— Begin Provided records —

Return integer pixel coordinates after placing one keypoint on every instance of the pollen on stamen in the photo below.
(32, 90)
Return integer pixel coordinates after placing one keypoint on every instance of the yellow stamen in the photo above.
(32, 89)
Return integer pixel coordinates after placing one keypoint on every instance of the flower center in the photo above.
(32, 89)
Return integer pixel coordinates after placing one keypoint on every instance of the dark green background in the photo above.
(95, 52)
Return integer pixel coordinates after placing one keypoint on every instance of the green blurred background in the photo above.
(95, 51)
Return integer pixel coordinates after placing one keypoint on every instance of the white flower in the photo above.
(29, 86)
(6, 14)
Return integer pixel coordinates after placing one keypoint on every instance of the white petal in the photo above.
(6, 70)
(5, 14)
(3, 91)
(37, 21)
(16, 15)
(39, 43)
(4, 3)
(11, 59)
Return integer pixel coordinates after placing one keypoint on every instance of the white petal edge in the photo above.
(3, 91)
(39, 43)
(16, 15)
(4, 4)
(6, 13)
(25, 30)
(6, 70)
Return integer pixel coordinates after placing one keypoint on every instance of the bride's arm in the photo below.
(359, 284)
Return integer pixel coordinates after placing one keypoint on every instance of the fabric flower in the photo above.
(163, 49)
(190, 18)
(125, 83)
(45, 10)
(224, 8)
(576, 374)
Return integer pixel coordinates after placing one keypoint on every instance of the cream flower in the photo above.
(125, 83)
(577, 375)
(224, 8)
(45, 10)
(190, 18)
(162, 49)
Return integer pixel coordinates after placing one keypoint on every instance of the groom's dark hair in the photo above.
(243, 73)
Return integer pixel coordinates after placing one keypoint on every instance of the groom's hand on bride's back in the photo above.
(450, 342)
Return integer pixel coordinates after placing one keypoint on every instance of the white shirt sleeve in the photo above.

— End Provided records —

Exercise: Render every line of the listing above as a numbered list, leaving out blank lines.

Exercise solution:
1. Return integer pixel coordinates after placing one keypoint on every instance of the pollen on stamen in the photo below.
2. (32, 90)
3. Return integer pixel coordinates after placing one keypoint on every instance of the yellow stamen in the photo above.
4. (32, 89)
5. Return integer pixel coordinates after placing one keypoint on every instance of the flower center in the photo above.
6. (32, 89)
7. Return integer pixel coordinates after placing one keypoint on every instance of the dark green background in the photo above.
8. (95, 52)
9. Return integer pixel coordinates after placing one keypoint on every instance of the green blurred background in the photo above.
10. (95, 51)
11. Return integer pixel coordinates after placing one keypoint on every instance of the white flower in the photo above.
12. (29, 86)
13. (6, 14)
14. Return integer pixel coordinates after placing one keypoint on every instance of the white petal in the photo above.
15. (6, 70)
16. (5, 14)
17. (3, 91)
18. (37, 21)
19. (16, 15)
20. (39, 43)
21. (4, 3)
22. (11, 59)
23. Return integer pixel coordinates after placing one keypoint on every instance of the white petal edge in the photo above.
24. (3, 91)
25. (39, 43)
26. (16, 15)
27. (4, 4)
28. (6, 13)
29. (25, 30)
30. (6, 70)
31. Return integer pixel coordinates after placing one keypoint on every instance of the bride's arm in the photo below.
32. (359, 284)
33. Return integer pixel coordinates after placing one keypoint on every instance of the fabric flower in the photo above.
34. (163, 49)
35. (190, 18)
36. (125, 83)
37. (45, 10)
38. (224, 8)
39. (576, 374)
40. Return integer pixel coordinates after placing one keypoint on every instance of the cream flower in the photo above.
41. (125, 83)
42. (577, 375)
43. (224, 8)
44. (45, 10)
45. (190, 18)
46. (162, 49)
47. Return integer pixel coordinates after placing one keypoint on every instance of the groom's dark hair in the photo above.
48. (243, 73)
49. Return integer pixel coordinates after placing one keypoint on every instance of the groom's hand on bride's back in the photo above.
50. (450, 342)
51. Return integer pixel coordinates after placing one keypoint on every instance of the white shirt sleeve in the photo above.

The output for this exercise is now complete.